→ **Task to complete**
Could you print each of the records below exactly?
*** Opening Dataset extract ***
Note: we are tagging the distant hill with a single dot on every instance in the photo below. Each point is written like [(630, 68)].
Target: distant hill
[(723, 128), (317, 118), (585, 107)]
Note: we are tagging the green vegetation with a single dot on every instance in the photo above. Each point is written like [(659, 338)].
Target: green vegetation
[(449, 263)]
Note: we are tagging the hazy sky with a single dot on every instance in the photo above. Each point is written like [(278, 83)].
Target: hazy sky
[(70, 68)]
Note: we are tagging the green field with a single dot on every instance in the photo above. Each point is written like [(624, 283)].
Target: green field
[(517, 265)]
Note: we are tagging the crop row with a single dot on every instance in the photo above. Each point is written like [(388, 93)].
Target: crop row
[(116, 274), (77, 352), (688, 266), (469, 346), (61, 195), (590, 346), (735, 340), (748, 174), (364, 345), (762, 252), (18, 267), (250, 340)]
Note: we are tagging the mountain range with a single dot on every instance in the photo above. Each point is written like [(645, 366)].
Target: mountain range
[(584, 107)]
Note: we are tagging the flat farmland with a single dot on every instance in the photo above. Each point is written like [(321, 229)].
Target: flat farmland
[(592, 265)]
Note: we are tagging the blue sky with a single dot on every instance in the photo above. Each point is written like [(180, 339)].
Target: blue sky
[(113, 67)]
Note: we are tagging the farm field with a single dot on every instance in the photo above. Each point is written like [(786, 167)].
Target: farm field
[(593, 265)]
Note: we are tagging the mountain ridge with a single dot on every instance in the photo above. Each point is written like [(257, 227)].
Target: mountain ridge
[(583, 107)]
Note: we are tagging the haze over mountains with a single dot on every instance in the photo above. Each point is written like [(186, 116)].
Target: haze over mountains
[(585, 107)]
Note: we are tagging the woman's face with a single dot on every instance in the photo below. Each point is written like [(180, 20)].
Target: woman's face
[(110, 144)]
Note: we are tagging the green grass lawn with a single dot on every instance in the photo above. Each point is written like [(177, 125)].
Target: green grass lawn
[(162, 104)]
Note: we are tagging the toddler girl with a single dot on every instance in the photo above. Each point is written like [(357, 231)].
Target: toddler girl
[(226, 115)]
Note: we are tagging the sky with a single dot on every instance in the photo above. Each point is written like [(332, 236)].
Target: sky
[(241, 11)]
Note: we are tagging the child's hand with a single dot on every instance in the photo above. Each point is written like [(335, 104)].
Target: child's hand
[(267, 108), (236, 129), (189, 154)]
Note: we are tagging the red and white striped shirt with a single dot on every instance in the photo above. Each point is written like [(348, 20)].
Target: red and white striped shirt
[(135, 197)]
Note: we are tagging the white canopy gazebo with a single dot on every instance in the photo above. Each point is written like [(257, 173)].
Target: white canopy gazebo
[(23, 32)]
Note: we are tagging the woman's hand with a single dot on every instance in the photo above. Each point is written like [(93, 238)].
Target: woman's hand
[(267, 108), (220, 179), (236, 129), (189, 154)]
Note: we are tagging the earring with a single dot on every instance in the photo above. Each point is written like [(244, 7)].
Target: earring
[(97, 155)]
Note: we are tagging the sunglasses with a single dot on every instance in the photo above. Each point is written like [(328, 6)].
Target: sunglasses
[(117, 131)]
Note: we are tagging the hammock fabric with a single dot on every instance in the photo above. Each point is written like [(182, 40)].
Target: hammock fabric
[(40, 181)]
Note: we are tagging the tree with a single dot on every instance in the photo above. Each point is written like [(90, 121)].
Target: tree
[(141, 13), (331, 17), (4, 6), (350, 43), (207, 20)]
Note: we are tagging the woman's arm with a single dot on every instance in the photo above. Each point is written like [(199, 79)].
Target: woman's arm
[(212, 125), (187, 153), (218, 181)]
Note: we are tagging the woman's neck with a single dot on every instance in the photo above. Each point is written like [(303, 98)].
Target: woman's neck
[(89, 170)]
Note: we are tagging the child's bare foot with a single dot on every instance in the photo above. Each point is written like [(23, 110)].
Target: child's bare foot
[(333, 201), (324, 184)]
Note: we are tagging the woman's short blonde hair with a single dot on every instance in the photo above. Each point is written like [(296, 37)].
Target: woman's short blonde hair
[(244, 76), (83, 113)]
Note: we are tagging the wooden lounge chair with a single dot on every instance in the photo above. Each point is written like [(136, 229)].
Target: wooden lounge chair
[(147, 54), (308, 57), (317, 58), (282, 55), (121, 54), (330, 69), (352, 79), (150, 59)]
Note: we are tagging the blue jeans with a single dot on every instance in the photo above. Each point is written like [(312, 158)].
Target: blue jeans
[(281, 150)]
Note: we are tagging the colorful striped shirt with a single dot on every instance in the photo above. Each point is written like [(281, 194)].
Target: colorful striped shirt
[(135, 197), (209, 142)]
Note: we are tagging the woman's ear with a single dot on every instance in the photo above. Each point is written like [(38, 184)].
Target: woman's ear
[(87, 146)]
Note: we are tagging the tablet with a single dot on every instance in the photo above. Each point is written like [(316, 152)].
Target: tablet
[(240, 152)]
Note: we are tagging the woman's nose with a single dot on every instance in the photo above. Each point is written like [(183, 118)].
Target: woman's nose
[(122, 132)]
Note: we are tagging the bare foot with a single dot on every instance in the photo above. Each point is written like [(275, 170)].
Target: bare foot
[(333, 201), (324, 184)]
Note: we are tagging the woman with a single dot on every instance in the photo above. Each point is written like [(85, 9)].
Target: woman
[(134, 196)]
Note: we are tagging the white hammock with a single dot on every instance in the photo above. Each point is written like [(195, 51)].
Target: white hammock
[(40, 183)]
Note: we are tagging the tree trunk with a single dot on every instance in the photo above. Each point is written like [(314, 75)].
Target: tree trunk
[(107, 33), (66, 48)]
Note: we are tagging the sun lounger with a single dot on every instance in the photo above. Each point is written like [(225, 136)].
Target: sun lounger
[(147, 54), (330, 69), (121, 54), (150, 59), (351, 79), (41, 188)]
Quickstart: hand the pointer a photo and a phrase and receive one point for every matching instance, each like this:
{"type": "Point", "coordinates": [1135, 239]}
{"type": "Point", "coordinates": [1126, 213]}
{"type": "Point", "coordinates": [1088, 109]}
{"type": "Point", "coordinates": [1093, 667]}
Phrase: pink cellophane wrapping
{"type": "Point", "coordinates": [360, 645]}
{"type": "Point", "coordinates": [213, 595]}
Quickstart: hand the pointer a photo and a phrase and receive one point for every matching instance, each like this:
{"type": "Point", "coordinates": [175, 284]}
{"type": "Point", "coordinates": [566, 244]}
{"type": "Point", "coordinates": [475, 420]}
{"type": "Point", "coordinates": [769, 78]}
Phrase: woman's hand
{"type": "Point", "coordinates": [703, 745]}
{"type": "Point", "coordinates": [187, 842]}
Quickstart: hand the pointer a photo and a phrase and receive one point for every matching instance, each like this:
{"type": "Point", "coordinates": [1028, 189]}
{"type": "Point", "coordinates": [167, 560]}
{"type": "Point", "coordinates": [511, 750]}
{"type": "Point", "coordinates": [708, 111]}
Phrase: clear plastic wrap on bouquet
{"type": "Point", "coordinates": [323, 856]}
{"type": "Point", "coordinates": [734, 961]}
*** Closing Dataset extract ***
→ **Response for this exercise**
Note: we are tagging the distant hill with a single dot on every instance in the photo below. Each point is written like [(630, 68)].
Target: distant hill
[(723, 128), (317, 118), (585, 107)]
Note: we are tagging the green vegetation with a single dot on every instance in the photo above. Each point is written like [(659, 338)].
Target: green vegetation
[(449, 263)]
Note: we are tagging the hazy sky with a single dot on every instance in the photo above. Each point is written like [(278, 83)].
Target: hazy sky
[(70, 68)]
Note: we are tagging the green field with a single dot on every instance in the photo above. Each point is written like [(624, 283)].
Target: green field
[(517, 265)]
Note: we are tagging the crop row with a single dot on every instance in the photo above. Each point is written like [(388, 93)].
Target: crop row
[(116, 274), (77, 352), (688, 266), (469, 346), (61, 195), (590, 346), (735, 340), (748, 174), (364, 345), (762, 252), (18, 267), (250, 340)]
Note: we are tagging the mountain range with a single dot on every instance in the photo above. Each point is written like [(645, 366)].
Target: mountain range
[(584, 107)]
Note: we are tagging the flat farmland with a single dot on every instance in the photo above. Each point is written like [(321, 229)].
Target: flat farmland
[(592, 265)]
Note: we are tagging the blue sky with a single dot on every instance in the photo above. Each point is written like [(180, 339)].
Target: blue sky
[(113, 67)]
Note: we are tagging the farm field with a single dot on every instance in the photo above. Each point is written like [(786, 167)].
Target: farm field
[(593, 265)]
Note: we are tagging the mountain ridge with a single dot on every instance in the photo above. Each point is written like [(257, 227)].
Target: mountain ridge
[(583, 107)]
Note: we are tagging the haze over mountains with a single dot on every instance in the photo above. Each point is written like [(186, 116)].
Target: haze over mountains
[(585, 107)]
Note: we are tagging the woman's face with a single dot on every instance in the photo below. Each point is written like [(180, 20)].
Target: woman's face
[(110, 144)]
Note: we are tagging the green grass lawn with a single dot on every instance in the photo above. Each point is written like [(177, 125)].
Target: green grass lawn
[(162, 104)]
Note: we are tagging the toddler girl with a single dot on every instance in the photo above. Each point is written like [(357, 231)].
Target: toddler girl
[(226, 115)]
Note: we are tagging the sky with a single dot on every instance in the photo above. Each point is written like [(332, 236)].
Target: sky
[(241, 11)]
Note: we are tagging the child's hand with a single dot on every instance in the photo above. Each point is written like [(335, 104)].
Target: child's hand
[(267, 108), (236, 129), (189, 154)]
Note: we are tagging the red and white striped shirt with a single dot on every instance in the photo above. Each point is written like [(348, 20)].
Target: red and white striped shirt
[(135, 197)]
Note: we are tagging the white canopy gazebo with a single dot on every instance in the photo above. Each point is written like [(257, 173)].
Target: white canopy gazebo
[(23, 32)]
Note: we are tagging the woman's hand with a single dot on every instance in the photo above. Each point is written like [(93, 238)].
Target: woman's hand
[(267, 108), (220, 179), (236, 129), (189, 154)]
Note: we are tagging the earring with a single dot on every instance in the photo above. Each point is written like [(244, 7)].
Target: earring
[(97, 155)]
Note: we are tagging the sunglasses with a single dot on every instance in the photo above. Each point is written like [(328, 6)].
Target: sunglasses
[(117, 131)]
Note: we are tagging the hammock fabric with a single dot on every instance in the photo above. Each point is written like [(182, 40)].
Target: hammock fabric
[(40, 181)]
Note: we are tagging the tree with a single dot on every instance in the photo above. Each point is written like [(90, 121)].
Target: tree
[(141, 13), (331, 17), (4, 6), (350, 43), (207, 20)]
Note: we are tagging the woman's arm with a single dot on every instance in the photo above. Each point is written like [(199, 79)].
Target: woman's arm
[(212, 125), (187, 153), (218, 181)]
Note: we are tagging the woman's neck with a single dot on every instance in the photo above. Each point is written like [(303, 98)].
Target: woman's neck
[(89, 170)]
Note: we are tagging the child's bare foot with a single dot on every instance in the photo above. Each point is written like [(23, 110)].
Target: child's bare foot
[(333, 201), (324, 184)]
Note: we are tagging the woman's short blonde hair with a single dot on every instance in the photo above. Each point is written like [(296, 37)].
Target: woman's short blonde hair
[(244, 76), (83, 113)]
Note: we are tagging the wooden lounge chair with a single dot on every instance in the photo above. Each point is written like [(136, 229)].
Target: wooden lounge chair
[(147, 54), (308, 57), (317, 58), (282, 55), (121, 54), (330, 69), (352, 79), (150, 59)]
Note: we are tagging the blue jeans with a single dot on every instance in the photo above. Each point is written like [(312, 158)].
Target: blue jeans
[(281, 150)]
Note: we are tagging the colorful striped shirt with a single dot on every instance in the photo above. Each point is written like [(281, 194)].
Target: colorful striped shirt
[(135, 197), (209, 142)]
Note: we are tagging the woman's ear with a single dot on every instance in the photo above. Each point is written like [(38, 184)].
Target: woman's ear
[(87, 146)]
Note: we are tagging the tablet with a single dot on every instance in the photo above. Each point is written like [(316, 152)].
Target: tablet
[(240, 152)]
Note: we are tagging the woman's nose with a single dot on every instance in the photo above. Each point is written like [(183, 118)].
Target: woman's nose
[(122, 132)]
Note: we are tagging the bare foot with a single dot on every instance in the photo above. Each point is written like [(275, 170)].
Target: bare foot
[(333, 201), (324, 184)]
Note: we are tagging the woman with a single dot on every instance in the photo above. Each point is written like [(85, 9)].
Target: woman
[(134, 196)]
Note: we are tagging the white hammock with a single dot on every instance in the photo above. Each point is written like [(195, 51)].
Target: white hammock
[(40, 183)]
Note: we are tagging the tree trunk with a single dot on every instance in the photo above. Each point is written like [(314, 75)].
Target: tree trunk
[(107, 33), (66, 48)]
Note: we are tagging the sun lounger with a single dot on every instance in the photo above. Each point is written like [(225, 136)].
Target: sun lounger
[(147, 54), (330, 69), (121, 54), (150, 59), (351, 79), (41, 188)]
Quickstart: hand the pointer a photo and a phrase and receive one point for every matching instance, each like this:
{"type": "Point", "coordinates": [1135, 239]}
{"type": "Point", "coordinates": [1126, 213]}
{"type": "Point", "coordinates": [1088, 109]}
{"type": "Point", "coordinates": [1093, 667]}
Phrase: pink cellophane wrapping
{"type": "Point", "coordinates": [360, 645]}
{"type": "Point", "coordinates": [213, 595]}
Quickstart: hand the pointer a photo and a phrase and receive one point for every matching instance, each like this:
{"type": "Point", "coordinates": [175, 284]}
{"type": "Point", "coordinates": [566, 244]}
{"type": "Point", "coordinates": [475, 420]}
{"type": "Point", "coordinates": [769, 78]}
Phrase: woman's hand
{"type": "Point", "coordinates": [703, 745]}
{"type": "Point", "coordinates": [187, 842]}
Quickstart: hand the pointer a photo and a phrase and receive one point for every matching instance, each like this:
{"type": "Point", "coordinates": [1028, 189]}
{"type": "Point", "coordinates": [167, 560]}
{"type": "Point", "coordinates": [511, 750]}
{"type": "Point", "coordinates": [708, 111]}
Phrase: clear plastic wrap on bouquet
{"type": "Point", "coordinates": [323, 856]}
{"type": "Point", "coordinates": [734, 961]}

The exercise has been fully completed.